The Young Sailor II is a painting by Henri Matisse from 1906. It is in the collection of the Metropolitan Museum of Art, New York.

Painting style
In this the second version of The Young Sailor, Matisse expresses sharper edges, and brighter, flatter colors than in his earlier version of the painting. Painted in vivid pink, blue, and green, the expression of the sailor is playful and primitive. The sailor's stylized face is a mask, a collection of angles and deep lines.

An icon of Fauve portraiture, The Young Sailor II shows greater simplicity and more distortion than the first version of the painting. Contrary to the first version, the second uses more vivid colors which are more blended and distorted. The figure drawing is more succinct, and made up of fewer lines. The young man has a soft body- his legs lazily straddle widely, his head hangs at a small angle. He has a quick curve for a nose, and youthful lips. The whole figure is so logically condensed that it's hypnotizing. Recently established research indicates the model for Young Sailor II was an eighteen-year-old fisherman named Germain Augustin Barthélémy Montargès (1888–1938).

_What to work on_.
a: For each statement below, say whether it agrees with the passage on The Young Sailor II, answering yes or no and quoting the deciding words: (i) The painting is held by the Metropolitan Museum of Art. (ii) The second version uses duller colors than the first. (iii) The figure drawing in the second version is made up of more lines.
b: According to the passage on The Young Sailor II, who was the model for the painting?
c: Please translate this sentence from the passage on The Young Sailor II into French: "The sailor's stylized face is a mask, a collection of angles and deep lines."

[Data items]
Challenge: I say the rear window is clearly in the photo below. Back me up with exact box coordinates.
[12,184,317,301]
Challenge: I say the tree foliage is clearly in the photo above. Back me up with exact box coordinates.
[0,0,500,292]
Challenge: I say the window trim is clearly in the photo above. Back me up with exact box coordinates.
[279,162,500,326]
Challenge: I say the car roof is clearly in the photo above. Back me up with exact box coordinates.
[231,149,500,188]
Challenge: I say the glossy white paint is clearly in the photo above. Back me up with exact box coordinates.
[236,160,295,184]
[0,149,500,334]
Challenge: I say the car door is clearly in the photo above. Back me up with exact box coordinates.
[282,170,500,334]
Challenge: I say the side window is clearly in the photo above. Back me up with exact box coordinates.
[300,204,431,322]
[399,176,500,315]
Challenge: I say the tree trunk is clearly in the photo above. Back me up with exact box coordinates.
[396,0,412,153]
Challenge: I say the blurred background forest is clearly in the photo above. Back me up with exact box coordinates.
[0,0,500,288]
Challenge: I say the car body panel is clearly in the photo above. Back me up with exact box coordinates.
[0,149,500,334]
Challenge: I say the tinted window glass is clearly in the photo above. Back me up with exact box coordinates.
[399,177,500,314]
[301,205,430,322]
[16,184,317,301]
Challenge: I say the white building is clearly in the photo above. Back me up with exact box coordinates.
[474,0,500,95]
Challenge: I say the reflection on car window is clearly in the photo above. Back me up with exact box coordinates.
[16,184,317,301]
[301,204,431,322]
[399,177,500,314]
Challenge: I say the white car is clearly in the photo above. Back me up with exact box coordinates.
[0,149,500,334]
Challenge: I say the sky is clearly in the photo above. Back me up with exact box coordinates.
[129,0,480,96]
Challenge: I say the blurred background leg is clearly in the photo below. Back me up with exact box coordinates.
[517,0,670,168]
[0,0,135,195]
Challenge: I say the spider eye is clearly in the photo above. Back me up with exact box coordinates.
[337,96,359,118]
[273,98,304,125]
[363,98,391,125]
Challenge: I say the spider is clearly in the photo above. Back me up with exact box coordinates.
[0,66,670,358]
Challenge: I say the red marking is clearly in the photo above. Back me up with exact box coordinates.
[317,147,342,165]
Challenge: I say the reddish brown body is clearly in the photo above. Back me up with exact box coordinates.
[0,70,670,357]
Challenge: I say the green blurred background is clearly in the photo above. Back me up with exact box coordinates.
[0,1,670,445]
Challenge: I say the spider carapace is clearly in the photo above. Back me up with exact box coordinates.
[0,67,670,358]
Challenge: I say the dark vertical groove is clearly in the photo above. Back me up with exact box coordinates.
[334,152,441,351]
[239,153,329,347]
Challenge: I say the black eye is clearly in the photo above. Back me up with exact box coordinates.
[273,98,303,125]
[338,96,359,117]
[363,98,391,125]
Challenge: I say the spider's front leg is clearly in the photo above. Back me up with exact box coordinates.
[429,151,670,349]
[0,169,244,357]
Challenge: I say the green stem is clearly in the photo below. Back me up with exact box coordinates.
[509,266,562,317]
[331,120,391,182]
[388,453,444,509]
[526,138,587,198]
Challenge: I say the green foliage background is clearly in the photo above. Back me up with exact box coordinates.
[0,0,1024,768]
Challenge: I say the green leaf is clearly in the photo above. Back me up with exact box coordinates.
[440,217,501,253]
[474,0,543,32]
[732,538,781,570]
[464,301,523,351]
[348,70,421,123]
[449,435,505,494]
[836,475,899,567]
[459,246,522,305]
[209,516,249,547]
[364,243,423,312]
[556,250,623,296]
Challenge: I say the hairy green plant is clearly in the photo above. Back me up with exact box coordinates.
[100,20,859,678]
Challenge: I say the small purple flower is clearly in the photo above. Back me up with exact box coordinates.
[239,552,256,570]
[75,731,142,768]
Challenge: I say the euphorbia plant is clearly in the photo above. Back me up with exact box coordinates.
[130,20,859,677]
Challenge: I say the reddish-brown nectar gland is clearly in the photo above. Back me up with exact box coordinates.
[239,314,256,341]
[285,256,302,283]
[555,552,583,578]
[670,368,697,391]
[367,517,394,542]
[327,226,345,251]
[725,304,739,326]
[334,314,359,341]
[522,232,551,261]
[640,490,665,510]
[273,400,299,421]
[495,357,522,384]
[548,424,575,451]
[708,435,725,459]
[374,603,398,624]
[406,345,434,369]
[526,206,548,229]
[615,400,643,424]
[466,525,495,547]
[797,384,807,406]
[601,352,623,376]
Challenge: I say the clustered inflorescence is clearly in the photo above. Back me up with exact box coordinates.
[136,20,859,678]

_Full answers_.
a:
(i) Yes: "It is in the collection of the Metropolitan Museum of Art, New York."
(ii) No: "the second uses more vivid colors which are more blended and distorted."
(iii) No: "The figure drawing is more succinct, and made up of fewer lines."

b: An eighteen-year-old fisherman named Germain Augustin Barthélémy Montargès (1888–1938).

c: Le visage stylisé du marin est un masque, un ensemble d'angles et de lignes profondes.